● 必要な作業: エンジンアクセル制御方法についての文章を、最後の文に続けて書き進めてください。

● 提示された文章:
↓↓↓

説明

エンジンアクセル制御方法

【課題】アイソクロナス制御において負荷判定をし、負荷状態に応じてエンジンアクセルを適切にシフトさせるエンジンアクセル制御方法を提供する。
【解決手段】作業機械に搭載したエンジンのアイソクロナス制御において、エンジン燃料噴射状況から把握した出力値またはその移動平均と、エンジンに接続した可変容量型のメインポンプから吐出するポンプ圧力またはその移動平均とによりエンジンの負荷状態を判定する。負荷状態が重負荷域である場合は、エンジンアクセルをアクセルダイヤルにより設定した設定アクセルポジションに制御する。負荷状態が重負荷域でない場合は、エンジンアクセルを設定アクセルポジションより低いアクセルポジションに自動的にシフトさせる。

【発明の詳細な説明】
【技術分野】
【0001】
本発明は、アイソクロナス制御方式のエンジンにおけるエンジンアクセル制御方法に関する。
【背景技術】
【0002】
アクセルダイヤルにより設定したアクセルダイヤルポジションが高い場合は、負荷に応じてエンジンアクセルを自動的にシフトさせ、軽負荷時は低燃費かつ低騒音、重負荷時はそれに対応する高出力の各特性を両立させるように制御するエンジンアクセル制御方法がある(例えば、特許文献1参照)。
【0003】
この場合の負荷判定は、図5に示されるようなドループ制御式のエンジンでは、エンジン回転数を検出して、エンジン回転数−エンジン出力特性からエンジン出力を判定することができる。
【先行技術文献】
【特許文献】
【0004】
【特許文献1】特開2008−232137号公報(第1頁、図3)
【発明の概要】
【発明が解決しようとする課題】
【0005】
しかしながら、エンジン回転数−エンジン出力特性からエンジン出力を判定できるのは、ドループ制御に限られ、図6に示されるような負荷がかかってエンジン出力が変化しても一定のエンジン回転数を保つことができるアイソクロナス制御には適用できない。

↑↑↑

● 与えられた情報:
↓↓↓

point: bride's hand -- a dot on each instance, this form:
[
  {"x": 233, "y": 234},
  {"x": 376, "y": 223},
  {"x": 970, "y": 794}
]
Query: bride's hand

↑↑↑

● 結果:
【0006】
本発明は、このような点に鑑みなされたもので、アイソクロナス制御において負荷判定をし、負荷状態に応じてエンジンアクセルを適切にシフトさせるエンジンアクセル制御方法を提供することを目的とする。
【課題を解決するための手段】
【0007】
請求項1に記載された発明は、作業機械に搭載されたエンジンのアイソクロナス制御において、エンジン燃料噴射状況から把握される出力値またはその移動平均と、エンジンに接続された可変容量型のメインポンプから吐出されるポンプ圧力またはその移動平均とによりエンジンの負荷状態を判定し、負荷状態が重負荷域である場合は、エンジンアクセルをアクセルダイヤルにより設定した設定アクセルポジションに制御し、負荷状態が重負荷域でない場合は、エンジンアクセルを設定アクセルポジションより低いアクセルポジションに自動的にシフトさせるエンジンアクセル制御方法である。
【0008】
請求項2に記載された発明は、作業機械に搭載されたエンジンのアイソクロナス制御において、エンジンに接続された可変容量型のメインポンプから吐出されるポンプ圧力およびポンプ容量制御位置から把握される出力値またはその移動平均と、ポンプ圧力またはその移動平均とにより負荷状態を判定し、負荷状態が重負荷域である場合は、エンジンアクセルをアクセルダイヤルにより設定した設定アクセルポジションに制御し、負荷状態が重負荷域でない場合は、エンジンアクセルを設定アクセルポジションより低いアクセルポジションに自動的にシフトさせるエンジンアクセル制御方法である。
【0009】
請求項3に記載された発明は、請求項1または2記載のエンジンアクセル制御方法において、エンジンアクセルを相対的に高いアクセルポジションから低いアクセルポジションにシフトさせるときよりも、相対的に低いアクセルポジションから高いアクセルポジションにシフトさせるときは、より高出力でシフトさせるようにヒステリシス特性をもたせるエンジンアクセル制御方法である。
【0010】
請求項4に記載された発明は、請求項1乃至3のいずれか記載のエンジンアクセル制御方法において、設定アクセルポジションより低いアクセルポジションは、複数段設けられたものである。
【発明の効果】
【0011】
請求項1に記載された発明によれば、エンジン燃料噴射状況から把握される出力値またはその移動平均により負荷状態を静的に判定し、また、ポンプ圧力またはその移動平均により負荷状態を動的に判定するので、エンジンのアイソクロナス制御においても、負荷状態が重負荷域であるか、そうでないかを適切に判定でき、負荷状態に応じてエンジンアクセルを設定アクセルポジションか、より低いアクセルポジションに適切にシフトさせ、軽負荷時は低燃費かつ低騒音を図り、重負荷時は高出力を得ることができる。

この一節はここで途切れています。